### INPUT RECORDS ###

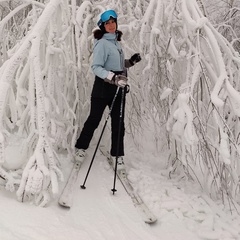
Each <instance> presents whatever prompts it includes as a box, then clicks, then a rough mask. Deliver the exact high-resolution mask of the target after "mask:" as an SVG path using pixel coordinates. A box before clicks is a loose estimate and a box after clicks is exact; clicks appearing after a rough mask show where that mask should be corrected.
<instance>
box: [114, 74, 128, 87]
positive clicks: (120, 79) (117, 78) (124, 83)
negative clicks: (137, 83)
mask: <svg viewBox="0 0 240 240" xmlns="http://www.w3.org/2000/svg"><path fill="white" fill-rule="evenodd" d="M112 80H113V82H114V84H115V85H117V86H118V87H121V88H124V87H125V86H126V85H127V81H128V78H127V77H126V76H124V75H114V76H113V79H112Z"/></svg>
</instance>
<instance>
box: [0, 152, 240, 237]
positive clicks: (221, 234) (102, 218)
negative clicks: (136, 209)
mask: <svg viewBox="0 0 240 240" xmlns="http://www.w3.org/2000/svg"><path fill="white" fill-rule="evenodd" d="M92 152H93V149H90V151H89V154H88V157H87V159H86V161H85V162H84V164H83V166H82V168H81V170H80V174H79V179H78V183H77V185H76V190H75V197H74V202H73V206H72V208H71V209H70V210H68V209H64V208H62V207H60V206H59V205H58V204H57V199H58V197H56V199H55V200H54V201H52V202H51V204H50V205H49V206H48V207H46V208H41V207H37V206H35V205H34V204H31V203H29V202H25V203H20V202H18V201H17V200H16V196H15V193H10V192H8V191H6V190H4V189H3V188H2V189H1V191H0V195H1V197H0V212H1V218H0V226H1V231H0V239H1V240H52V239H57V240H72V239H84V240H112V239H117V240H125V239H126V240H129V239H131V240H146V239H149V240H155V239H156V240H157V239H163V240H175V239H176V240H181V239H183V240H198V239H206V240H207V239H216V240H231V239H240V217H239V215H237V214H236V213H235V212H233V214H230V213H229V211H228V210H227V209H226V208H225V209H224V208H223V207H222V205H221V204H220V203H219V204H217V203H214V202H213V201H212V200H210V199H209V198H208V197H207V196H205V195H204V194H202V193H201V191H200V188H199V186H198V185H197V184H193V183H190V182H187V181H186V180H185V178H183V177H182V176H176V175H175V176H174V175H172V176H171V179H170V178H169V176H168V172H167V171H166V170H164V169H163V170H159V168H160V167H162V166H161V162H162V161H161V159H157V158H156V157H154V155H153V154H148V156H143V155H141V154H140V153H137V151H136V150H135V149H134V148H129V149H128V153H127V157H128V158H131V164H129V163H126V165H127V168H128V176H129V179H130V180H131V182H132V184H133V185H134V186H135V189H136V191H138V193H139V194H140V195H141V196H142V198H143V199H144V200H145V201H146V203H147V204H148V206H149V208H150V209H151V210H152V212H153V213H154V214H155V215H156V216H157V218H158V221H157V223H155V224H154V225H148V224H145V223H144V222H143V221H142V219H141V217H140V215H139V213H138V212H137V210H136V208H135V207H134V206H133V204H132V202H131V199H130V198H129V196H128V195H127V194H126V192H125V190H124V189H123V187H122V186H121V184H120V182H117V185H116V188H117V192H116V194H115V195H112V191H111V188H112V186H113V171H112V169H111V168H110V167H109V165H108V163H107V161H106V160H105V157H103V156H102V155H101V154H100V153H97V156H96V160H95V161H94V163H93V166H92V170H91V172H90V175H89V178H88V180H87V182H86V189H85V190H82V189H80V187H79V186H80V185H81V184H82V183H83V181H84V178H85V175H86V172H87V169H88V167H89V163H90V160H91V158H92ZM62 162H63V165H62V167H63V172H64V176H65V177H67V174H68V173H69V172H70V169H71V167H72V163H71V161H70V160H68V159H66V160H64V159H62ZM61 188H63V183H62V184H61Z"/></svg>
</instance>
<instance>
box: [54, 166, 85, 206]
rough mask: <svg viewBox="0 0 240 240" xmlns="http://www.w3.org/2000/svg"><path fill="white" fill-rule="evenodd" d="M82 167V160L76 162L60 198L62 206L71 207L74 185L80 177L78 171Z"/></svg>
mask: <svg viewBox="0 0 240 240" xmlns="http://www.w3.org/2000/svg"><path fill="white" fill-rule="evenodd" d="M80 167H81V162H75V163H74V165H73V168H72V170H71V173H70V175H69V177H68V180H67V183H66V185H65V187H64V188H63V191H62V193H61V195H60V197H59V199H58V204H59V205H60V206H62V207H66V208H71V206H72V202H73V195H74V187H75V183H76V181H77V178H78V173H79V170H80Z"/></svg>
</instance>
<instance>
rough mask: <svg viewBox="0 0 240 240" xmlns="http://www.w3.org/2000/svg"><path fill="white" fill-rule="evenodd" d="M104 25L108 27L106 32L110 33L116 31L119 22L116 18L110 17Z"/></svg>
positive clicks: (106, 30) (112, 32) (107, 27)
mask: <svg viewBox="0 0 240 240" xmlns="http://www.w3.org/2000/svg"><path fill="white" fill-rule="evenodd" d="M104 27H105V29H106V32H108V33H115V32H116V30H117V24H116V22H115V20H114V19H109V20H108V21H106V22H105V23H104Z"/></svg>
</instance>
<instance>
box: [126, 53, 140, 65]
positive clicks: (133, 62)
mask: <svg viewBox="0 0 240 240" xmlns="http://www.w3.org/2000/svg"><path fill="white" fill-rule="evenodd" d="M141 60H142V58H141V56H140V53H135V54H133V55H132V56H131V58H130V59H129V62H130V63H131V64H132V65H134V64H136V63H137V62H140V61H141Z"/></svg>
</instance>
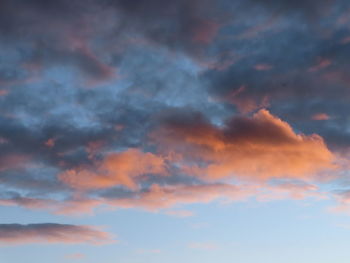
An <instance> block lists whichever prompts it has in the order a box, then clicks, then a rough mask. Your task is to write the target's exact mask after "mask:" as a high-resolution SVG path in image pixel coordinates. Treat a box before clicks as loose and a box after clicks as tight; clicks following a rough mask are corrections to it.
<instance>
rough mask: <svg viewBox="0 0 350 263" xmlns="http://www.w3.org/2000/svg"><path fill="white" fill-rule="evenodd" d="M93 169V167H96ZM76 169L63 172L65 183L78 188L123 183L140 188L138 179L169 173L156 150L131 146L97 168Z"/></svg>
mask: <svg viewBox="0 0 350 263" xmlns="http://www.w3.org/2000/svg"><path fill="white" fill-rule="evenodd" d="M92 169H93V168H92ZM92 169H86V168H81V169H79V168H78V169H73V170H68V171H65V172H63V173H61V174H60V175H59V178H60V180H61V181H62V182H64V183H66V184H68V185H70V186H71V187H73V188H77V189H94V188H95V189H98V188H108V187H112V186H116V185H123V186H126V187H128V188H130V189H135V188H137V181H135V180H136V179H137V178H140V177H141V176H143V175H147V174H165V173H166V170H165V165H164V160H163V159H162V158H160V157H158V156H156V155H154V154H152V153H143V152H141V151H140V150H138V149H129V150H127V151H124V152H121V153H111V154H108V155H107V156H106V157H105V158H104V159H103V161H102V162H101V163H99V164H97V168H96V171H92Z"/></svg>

###
### INPUT RECORDS ###

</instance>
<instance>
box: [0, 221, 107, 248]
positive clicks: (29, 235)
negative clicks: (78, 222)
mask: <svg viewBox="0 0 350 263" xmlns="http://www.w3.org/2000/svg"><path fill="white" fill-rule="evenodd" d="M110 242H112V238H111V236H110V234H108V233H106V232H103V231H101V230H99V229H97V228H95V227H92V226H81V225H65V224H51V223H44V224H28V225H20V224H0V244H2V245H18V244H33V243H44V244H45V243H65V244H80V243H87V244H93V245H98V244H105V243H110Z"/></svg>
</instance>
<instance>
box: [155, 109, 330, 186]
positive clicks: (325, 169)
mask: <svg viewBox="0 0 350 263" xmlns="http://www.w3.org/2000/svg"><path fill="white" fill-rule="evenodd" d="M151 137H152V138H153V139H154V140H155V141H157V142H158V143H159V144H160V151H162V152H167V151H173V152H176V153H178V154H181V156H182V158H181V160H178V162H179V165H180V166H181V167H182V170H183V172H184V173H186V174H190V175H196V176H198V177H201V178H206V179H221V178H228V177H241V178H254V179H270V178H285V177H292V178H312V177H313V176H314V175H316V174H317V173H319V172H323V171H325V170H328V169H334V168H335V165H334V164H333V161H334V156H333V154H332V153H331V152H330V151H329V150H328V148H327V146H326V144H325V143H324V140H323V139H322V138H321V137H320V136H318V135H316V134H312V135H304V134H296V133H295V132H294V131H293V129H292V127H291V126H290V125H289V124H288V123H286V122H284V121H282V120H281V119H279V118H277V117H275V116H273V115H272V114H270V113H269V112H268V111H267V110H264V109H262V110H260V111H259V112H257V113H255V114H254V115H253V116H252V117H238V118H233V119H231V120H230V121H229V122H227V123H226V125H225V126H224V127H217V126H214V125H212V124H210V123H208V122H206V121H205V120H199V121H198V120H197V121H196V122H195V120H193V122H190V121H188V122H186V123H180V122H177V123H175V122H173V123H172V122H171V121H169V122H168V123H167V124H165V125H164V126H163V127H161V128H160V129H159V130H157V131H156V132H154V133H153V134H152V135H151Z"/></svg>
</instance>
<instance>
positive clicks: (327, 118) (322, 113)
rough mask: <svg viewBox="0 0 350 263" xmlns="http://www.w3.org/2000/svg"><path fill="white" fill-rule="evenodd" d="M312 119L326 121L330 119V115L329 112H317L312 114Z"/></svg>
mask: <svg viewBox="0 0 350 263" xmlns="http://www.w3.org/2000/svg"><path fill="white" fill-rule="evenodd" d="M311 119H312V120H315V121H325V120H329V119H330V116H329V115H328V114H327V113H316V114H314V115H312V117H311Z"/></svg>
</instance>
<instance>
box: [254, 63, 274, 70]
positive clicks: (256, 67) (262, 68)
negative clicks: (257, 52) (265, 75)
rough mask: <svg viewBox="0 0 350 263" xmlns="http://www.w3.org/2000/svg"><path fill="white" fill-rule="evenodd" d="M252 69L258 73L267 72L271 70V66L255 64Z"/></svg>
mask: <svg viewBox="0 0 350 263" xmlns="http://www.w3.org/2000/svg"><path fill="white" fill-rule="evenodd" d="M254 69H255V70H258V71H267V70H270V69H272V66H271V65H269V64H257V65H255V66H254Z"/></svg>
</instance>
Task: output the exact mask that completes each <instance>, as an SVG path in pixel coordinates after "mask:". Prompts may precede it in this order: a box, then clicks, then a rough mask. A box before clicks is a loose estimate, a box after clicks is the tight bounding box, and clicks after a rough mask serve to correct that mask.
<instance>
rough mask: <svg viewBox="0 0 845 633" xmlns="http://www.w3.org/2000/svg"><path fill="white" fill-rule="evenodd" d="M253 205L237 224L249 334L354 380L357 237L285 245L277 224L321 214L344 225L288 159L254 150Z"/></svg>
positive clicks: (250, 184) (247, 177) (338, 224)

###

**EXERCISE REQUIREMENTS:** Search the data and copy each line containing "coordinates".

**RESPONSE AREA:**
Each <instance> presents whatever prompts it includes as a box, then clicks, then a rough mask. Deliver the exact high-resolution mask of the target after "mask:" as an SVG path using pixel coordinates. A box before clicks is a loose estimate and a box after clicks is exact; clicks appearing after a rough mask show where that mask should be corrected.
An <instance> block lists whichever prompts it has in the order a box, then clicks, then a rough mask. Your task is to write the target's exact mask after "mask:" as a high-resolution SVG path in image pixel coordinates. Treat a box before clicks as loose and a box after clicks as tight; clicks following a rough mask are corrections to it.
Task: output the exact mask that completes each <instance>, as an SVG path in pixel coordinates after "mask:". Prompts may precede it in this order: a box, then clicks, then a rough mask. A box before clicks is a loose estimate, a box after clicks is the tight bounding box, and clicks after a rough mask serve to correct that mask.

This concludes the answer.